__Given problem 1__: From the text on hunting western whitetails, list every method it names for checking predators from the late 1940s through the 1950s.
__Given problem 2__: Write a continuation of the text on hunting western whitetails, beginning after its final sentence.

__Excerpted text__:
◇ ◇ ◇
Hunting Western Whitetails

Whitetails west of the Mississippi River and beyond have all the wiles of eastern deer — and the bonus of big antlers.

Hunting Western Whitetails

“I saw a great number of feathers floating down the river . . . We did not perceive from whence they came.” So wrote Meriwether Lewis August 8, 1804. He later spied a sandbar crowded with pelicans.

The Corps of Discovery came to expect surprises. The West blessed them with meat by the ton, then tested them with weeks of privation. The fortunes of wildlife and the people relying on it shifted with settlement. Mule deer, common in much of the Louisiana Purchase, yielded to an insatiable demand for meat. The Homestead Act of 1862 sent waves of settlers, who stripped prairie creases of their timber, then plowed the flats bare. In 1879, John Wesley Powell suggested 2,560 acres as a viable plot for a family on the plains. Congress allocated 160. Overgrazing ensued. As bison numbers dwindled, market hunters sold venison to railroad gangs and steamboat crews. Brutal winters in 1886 and ’87 rested the range by killing 80 percent of its cattle. Deer died, too, however, and more livestock came.

Later, Depression and the Dust Bowl would ravage the plains, but as defeated farmers left, deer got a reprieve. WW II pulled men and their rifles to other tasks. From the late 1940s through the ‘50s, mule deer hunting was as good as it had ever been — and better than it may ever be again. Decades of heavy grazing had replaced grass with brush. Domestic sheep kept browse in early successional stages, nourishing deer. A series of easy winters coddled them. Trapping, bounties, poison and aerial gunning checked predators.

Such sunbeams of benevolence are unlikely to repeat anytime soon. Western ranges now harbor fewer sheep  and more coyotes. Fire control on plain and forest limits setback of plant succession. Elk have pioneered where once deer had no competition. Wolves have responded to re-introductions with lethal vigor, hundreds roaming far from Yellowstone, even across the Cascade Crest. Hunters are more mobile and equipped to kill at longer yardage. Meanwhile, a modern land rush imperils deer winter ranges. Each year, without immigration, we humans add 7,000 to our number. We pave 11,000 miles of roads and bury countless game trails under subdivisions. From North Dakota’s oil patch to Colorado’s ski slopes and the tinsel of Hollywood, mule deer habitat yields to human pressure that has nothing to do with hunting.

A labyrinth of coulees and the tall, thick grass on this Dakota prairie can hide loads of whitetails.
A labyrinth of coulees and the tall, thick grass on this Dakota prairie can hide loads of whitetails.

The fortunes of whitetails have taken a cheerier track. These adaptable animals have prospered on prairie and in second-growth timber that once held mule deer. While whitetail bucks are widely credited with more aggressive mating behavior, they do not “drive mule deer out of the country.” The success of eastern deer in the West has more to do with their ability to cohabit with humans. In fact, native grassland broken by cultivated crops is far more attractive to whitetails than is untilled prairie. Mule deer like farm fare, too, but they’re not as tolerant of human traffic as whitetails, and less adept at avoiding hunters. Big mule deer were so common in my youth that Colorado hunters got two tags and expected to use both on mature four-points. Now, such bucks are measured in preference points for the few areas where you might find one. Big whitetails, however, have proliferated.
◇ ◇ ◇
__Excerpted data__:
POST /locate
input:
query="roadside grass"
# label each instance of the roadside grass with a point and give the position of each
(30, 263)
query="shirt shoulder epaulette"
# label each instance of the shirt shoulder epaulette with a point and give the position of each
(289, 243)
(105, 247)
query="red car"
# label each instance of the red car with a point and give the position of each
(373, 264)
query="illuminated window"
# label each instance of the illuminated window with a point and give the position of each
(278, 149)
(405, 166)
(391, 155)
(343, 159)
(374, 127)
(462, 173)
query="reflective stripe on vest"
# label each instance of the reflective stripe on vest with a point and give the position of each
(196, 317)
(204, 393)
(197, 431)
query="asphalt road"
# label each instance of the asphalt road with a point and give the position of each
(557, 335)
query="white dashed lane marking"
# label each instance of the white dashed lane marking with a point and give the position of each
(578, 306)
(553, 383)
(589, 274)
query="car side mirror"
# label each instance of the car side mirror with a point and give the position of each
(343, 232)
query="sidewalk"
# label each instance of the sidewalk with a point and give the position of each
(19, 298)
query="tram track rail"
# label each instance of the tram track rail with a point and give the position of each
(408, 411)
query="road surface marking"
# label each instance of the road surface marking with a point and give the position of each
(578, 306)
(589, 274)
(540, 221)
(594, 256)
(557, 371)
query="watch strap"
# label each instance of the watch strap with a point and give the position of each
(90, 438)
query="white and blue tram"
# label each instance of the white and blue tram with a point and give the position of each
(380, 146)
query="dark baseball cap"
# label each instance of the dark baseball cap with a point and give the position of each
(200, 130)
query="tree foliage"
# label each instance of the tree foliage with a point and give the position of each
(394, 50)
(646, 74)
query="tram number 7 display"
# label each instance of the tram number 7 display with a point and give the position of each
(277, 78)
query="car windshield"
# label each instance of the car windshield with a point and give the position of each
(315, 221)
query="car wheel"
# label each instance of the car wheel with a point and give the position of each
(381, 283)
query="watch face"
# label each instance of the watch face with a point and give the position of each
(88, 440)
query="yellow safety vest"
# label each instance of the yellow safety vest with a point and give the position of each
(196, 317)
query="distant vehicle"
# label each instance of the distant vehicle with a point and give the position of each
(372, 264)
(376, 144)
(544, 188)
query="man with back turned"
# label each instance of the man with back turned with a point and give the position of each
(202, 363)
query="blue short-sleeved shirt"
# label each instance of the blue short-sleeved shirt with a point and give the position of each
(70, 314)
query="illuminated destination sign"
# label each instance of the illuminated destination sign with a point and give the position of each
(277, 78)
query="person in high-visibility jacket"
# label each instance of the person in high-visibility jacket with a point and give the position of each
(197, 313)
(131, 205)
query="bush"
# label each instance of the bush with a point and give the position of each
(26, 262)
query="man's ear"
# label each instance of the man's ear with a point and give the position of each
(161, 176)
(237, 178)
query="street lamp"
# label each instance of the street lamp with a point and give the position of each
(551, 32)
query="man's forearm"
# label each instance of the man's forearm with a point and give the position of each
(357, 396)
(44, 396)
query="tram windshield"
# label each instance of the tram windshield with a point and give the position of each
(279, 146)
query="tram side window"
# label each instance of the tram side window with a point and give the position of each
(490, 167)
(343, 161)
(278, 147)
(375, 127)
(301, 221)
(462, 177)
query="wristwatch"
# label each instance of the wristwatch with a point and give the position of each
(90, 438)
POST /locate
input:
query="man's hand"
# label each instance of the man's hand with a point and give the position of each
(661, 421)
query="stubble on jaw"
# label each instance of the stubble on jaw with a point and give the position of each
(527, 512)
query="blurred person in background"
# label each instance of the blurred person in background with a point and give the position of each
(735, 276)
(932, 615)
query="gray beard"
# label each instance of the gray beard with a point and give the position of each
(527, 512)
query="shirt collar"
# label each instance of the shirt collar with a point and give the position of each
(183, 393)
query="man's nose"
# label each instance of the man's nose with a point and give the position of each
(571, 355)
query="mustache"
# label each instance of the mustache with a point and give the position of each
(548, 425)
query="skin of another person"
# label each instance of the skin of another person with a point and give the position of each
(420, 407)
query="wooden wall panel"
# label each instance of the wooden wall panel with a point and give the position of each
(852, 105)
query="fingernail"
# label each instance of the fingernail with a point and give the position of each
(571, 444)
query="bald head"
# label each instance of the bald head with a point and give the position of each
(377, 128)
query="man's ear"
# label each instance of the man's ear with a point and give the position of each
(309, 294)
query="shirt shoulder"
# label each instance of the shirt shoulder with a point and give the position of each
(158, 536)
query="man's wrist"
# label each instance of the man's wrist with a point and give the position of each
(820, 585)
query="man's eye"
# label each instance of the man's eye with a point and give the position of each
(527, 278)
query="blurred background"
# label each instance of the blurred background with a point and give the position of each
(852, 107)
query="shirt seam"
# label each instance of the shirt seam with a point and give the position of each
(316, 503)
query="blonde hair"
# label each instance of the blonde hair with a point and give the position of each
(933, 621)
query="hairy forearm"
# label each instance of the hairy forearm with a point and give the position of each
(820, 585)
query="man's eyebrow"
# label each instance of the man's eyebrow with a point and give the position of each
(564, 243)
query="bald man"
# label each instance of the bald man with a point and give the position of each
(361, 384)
◇ ◇ ◇
__Right answer 1__: Trapping, bounties, poison, aerial gunning

__Right answer 2__:
In Yuma County, Colorado, on opening day of the 1978 season, Ivan Rhodes had wearied himself prowling the hills near Bonny Reservoir. He’d seen not a deer. Late in the afternoon, plodding back to his car, Ivan spied pale stripes at ground level in a thicket 30 steps away. Ribs on a dead cow, he concluded. Then they moved! Ivan shouldered his .30-06 just in time to kill the bedded deer. Scoring over 182 points, that white-tined whitetail rack was the state’s first to enter Boone and Crockett’s all-time records book.

No fluke, this. Yuma County proved a factory for big whitetails. In 1986 Jeff Mekelburg hunted a strip of sage quilted by fresh snow. Early in the afternoon he spotted the buck that had given him the slip during the previous two seasons. A half-mile approach gave him a 200-yard shot with his 7x57. The non-typical antlers taped 204 inches. And Jeff’s luck would hold. Three years later, after a week’s hunting, he spied a buck in a ravine edging a cornfield. A sneak put him within 20 yards. When the deer broke from cover, Jeff’s .270 was ready. Four shots tumbled the big typical whitetail. Its 180-inch antlers were Mekelburg’s second entry in Boone and Crockett’s whitetail records.

Seven years later, David McCracken would collect a buck of that caliber from farm-side cattails. With a B&C score of over 186, it topped all other typical Colorado whitetails.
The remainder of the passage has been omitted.